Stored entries
"""

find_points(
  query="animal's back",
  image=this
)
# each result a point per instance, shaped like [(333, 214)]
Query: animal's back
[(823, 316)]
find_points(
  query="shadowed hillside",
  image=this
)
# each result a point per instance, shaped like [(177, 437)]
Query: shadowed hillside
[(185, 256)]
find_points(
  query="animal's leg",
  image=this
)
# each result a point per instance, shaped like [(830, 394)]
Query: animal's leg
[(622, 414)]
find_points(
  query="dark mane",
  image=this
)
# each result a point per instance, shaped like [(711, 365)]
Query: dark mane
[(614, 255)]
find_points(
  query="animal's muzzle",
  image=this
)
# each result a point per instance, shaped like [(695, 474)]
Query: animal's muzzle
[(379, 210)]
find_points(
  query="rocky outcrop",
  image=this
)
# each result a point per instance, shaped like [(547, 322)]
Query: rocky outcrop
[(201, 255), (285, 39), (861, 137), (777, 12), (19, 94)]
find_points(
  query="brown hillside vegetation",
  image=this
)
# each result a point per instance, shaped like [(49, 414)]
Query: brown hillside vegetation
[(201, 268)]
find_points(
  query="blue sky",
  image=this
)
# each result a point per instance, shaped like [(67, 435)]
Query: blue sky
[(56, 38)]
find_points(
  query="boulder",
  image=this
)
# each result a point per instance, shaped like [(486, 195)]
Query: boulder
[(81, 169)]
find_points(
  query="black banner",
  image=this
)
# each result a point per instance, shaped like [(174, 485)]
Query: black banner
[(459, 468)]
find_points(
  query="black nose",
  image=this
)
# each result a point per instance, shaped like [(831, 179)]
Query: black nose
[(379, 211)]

"""

Required task
Can you revise the material above so that every "hillside" becomes "slope", with nothing else altered?

Response to the exercise
find_points(
  query="animal's back",
  image=this
)
# each result a point per instance, shaped like [(333, 214)]
Query: animal's back
[(823, 316)]
find_points(
  query="shadowed slope",
  image=this
)
# each result a point per instance, shaped like [(177, 437)]
Query: shadowed slope
[(185, 256)]
find_points(
  query="animal's leg",
  image=this
)
# each result a point per instance, shaped like [(830, 394)]
Query: animal's leg
[(622, 414)]
find_points(
  query="dark mane",
  image=this
)
# each result a point per instance, shaped like [(711, 365)]
Query: dark mane
[(614, 255)]
find_points(
  query="animal's muzzle",
  image=this
)
# each result a point per instance, shaped like [(695, 474)]
Query: animal's muzzle
[(379, 210)]
find_points(
  query="rocky outcrop",
  image=this
)
# each result a point per instance, shaped like [(547, 322)]
Query: rocky outcrop
[(201, 255), (285, 39), (861, 137), (777, 12), (19, 94)]
find_points(
  query="brown slope vegetation",
  image=this
)
# each result a point per instance, shaped like [(49, 414)]
Query: brown slope vegetation
[(201, 268)]
find_points(
  query="blue sky",
  image=this
)
# each result a point per instance, shaped like [(67, 435)]
Query: blue sky
[(56, 38)]
find_points(
  query="boulder",
  image=this
)
# each result a point per instance, shaped like [(486, 195)]
Query: boulder
[(81, 169)]
find_points(
  query="black banner",
  image=this
)
# each result a point per instance, shaped like [(174, 485)]
Query: black banner
[(459, 468)]
find_points(
  query="black nose",
  image=this
)
# each result a point per instance, shaped like [(831, 179)]
Query: black nose
[(379, 211)]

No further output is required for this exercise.